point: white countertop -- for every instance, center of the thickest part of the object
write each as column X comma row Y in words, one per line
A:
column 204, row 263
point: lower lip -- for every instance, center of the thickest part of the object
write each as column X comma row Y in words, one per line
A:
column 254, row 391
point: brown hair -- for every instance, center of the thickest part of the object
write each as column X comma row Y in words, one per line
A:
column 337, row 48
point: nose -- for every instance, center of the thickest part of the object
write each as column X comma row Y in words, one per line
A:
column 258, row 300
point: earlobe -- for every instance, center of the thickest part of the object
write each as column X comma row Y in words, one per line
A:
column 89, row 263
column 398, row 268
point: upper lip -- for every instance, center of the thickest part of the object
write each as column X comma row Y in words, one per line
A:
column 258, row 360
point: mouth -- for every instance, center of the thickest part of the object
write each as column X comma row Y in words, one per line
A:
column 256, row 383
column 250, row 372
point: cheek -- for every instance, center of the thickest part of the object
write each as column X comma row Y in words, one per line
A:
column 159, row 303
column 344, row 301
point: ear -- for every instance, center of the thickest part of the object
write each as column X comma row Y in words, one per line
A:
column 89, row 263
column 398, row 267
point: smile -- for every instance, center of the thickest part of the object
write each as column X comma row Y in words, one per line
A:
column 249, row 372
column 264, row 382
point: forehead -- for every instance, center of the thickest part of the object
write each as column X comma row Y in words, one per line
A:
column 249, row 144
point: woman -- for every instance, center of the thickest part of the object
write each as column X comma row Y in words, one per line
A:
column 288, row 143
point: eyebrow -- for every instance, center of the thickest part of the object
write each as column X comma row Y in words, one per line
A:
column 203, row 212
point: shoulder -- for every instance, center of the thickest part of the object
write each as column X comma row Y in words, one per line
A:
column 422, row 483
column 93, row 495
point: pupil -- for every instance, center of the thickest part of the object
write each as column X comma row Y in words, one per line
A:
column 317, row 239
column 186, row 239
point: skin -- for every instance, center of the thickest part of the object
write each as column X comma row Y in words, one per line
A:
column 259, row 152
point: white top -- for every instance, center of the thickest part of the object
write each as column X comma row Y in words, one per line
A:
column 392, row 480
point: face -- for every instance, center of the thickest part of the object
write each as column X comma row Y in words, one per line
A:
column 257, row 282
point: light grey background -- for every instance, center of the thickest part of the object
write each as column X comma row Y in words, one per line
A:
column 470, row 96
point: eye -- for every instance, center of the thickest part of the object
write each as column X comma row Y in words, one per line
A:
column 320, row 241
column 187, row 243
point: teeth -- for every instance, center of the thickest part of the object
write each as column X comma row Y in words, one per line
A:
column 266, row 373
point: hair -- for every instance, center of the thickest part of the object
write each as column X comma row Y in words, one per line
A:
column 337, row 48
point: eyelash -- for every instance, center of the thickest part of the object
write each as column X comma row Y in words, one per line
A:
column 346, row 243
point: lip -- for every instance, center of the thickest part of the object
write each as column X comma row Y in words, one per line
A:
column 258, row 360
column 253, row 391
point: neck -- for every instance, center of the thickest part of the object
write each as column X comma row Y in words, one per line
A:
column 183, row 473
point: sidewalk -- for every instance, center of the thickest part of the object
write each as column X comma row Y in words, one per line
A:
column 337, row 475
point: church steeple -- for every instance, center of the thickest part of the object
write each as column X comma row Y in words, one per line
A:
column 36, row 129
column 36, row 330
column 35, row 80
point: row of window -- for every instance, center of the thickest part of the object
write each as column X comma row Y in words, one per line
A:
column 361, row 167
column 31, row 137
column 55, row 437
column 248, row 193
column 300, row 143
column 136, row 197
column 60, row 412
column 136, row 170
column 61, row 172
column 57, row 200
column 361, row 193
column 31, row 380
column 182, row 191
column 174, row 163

(EXERCISE BRIEF) In the entries above, find the line holding "point: lower lip" and the line holding "point: upper lip", then retype exactly those two lines and every line between them, and nothing else.

(RESPONSE TO THE TASK)
point: lower lip -- for every instance, center of the thickest part of the object
write each as column X comma row Y in words, one per line
A:
column 254, row 391
point: brown hair -- for every instance, center of the thickest part of the object
write each as column X comma row Y in words, one per line
A:
column 337, row 48
point: nose -- for every instance, center of the thickest part of the object
write each as column X comma row Y in words, one per line
A:
column 258, row 300
point: earlobe -- for every instance, center of the thickest part of the object
write each as column X comma row Y in words, one per line
A:
column 89, row 263
column 398, row 268
point: upper lip -- for every instance, center of the thickest part of the object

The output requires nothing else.